Your objective » Swap "put a marker on" for "click on" everywhere in the material below and give it back otherwise unchanged, without the pictures.

Entries supplied »
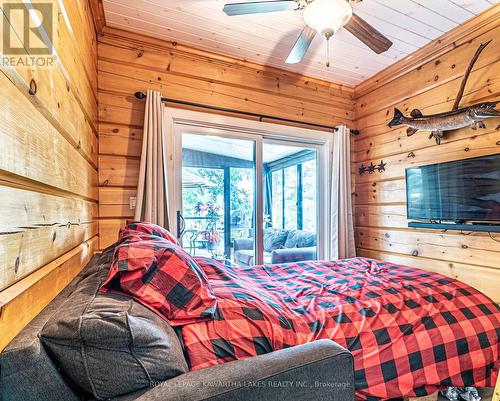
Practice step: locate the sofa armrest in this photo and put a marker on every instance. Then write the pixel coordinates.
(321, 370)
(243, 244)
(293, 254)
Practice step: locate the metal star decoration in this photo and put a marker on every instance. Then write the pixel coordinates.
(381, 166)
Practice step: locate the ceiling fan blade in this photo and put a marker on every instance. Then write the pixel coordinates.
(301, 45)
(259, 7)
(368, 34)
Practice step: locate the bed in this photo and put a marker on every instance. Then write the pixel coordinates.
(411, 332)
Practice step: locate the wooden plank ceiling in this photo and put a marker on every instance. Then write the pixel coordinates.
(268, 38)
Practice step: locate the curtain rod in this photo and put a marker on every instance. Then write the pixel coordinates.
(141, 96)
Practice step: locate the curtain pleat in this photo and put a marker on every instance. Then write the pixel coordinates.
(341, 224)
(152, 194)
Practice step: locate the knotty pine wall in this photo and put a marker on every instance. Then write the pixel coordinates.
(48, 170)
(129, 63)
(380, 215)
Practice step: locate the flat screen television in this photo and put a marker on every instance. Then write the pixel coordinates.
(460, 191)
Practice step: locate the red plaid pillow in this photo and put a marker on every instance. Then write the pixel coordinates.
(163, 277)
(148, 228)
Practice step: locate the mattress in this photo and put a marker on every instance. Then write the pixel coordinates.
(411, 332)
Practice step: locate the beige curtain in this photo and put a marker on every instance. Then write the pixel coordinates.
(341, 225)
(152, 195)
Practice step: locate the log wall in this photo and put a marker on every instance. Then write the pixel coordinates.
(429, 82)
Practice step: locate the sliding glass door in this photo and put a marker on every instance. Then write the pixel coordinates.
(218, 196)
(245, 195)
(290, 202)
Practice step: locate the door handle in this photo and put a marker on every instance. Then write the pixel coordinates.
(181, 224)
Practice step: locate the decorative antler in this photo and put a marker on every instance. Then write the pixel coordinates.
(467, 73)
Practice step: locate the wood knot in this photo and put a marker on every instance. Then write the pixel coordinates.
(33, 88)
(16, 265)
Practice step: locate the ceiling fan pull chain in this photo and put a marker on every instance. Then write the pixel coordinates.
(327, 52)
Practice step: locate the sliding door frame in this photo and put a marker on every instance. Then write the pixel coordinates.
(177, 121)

Result of this task »
Practice step: locate the sofa armrest in this photo and click on every instance. Then write the pixel coordinates.
(321, 370)
(243, 244)
(293, 254)
Practice step: locate the metal star decoration in this photo and click on every instance. Then write the pixel coordinates.
(381, 166)
Practice step: locate the ceiling fan blade in this photo and click on every instance. Then write the pixel coordinates.
(301, 45)
(259, 7)
(368, 34)
Practice step: locate the bed in this photo and click on every instance. Then write the pixel coordinates.
(411, 332)
Practice step: locate the wooden plank ceiling in this photo and click on every instance. Then write the pixel coordinates.
(268, 38)
Practice step: locate the curtain rod in this photo and click on every instance. Then write the pixel coordinates.
(141, 96)
Practice step: locate the curtain pleat in this photo and click on every instance. Then write the pixel coordinates.
(341, 224)
(152, 194)
Practice step: locate the knotty pine wall in this photo and click on every instance. Then write the pixel coordinates.
(48, 170)
(129, 63)
(380, 215)
Practice step: locate the flat screen television in this photo and click on every instance. Then write the pixel coordinates.
(460, 191)
Practice step: locate the red plaid pillow in this photo and click on every instance. Then write the pixel coordinates.
(163, 277)
(148, 228)
Practice step: locate the mattress in this photo and click on every instance. Then write the pixel coordinates.
(411, 332)
Practice step: locate the beige curtain in this photo and click on every instance. Then write the pixel coordinates.
(341, 225)
(152, 195)
Practice step: locate the log wall in this photo and click on every instance. Then write the pixel coordinates.
(429, 82)
Practice step: locate the sliding glass door in this photo and click on every instance. Then write the pixel coordinates.
(218, 196)
(245, 195)
(290, 202)
Practice step: locate the door handle in this photo and click on every instance. Then write the pixel coordinates.
(181, 224)
Practice step: locate the decorative antler in this photo and click on every instance. Then write the pixel coordinates.
(467, 73)
Practice step: locate the wood knot in this photo and click on every instance. Then write the pixel coordinates.
(33, 88)
(16, 265)
Practice step: locate the ceiling fan pull chain in this photo and click on every instance. Then write the pixel coordinates.
(327, 52)
Practice step: locate the sliding door frame in this photo and click on every instance. Then write the pixel coordinates.
(177, 121)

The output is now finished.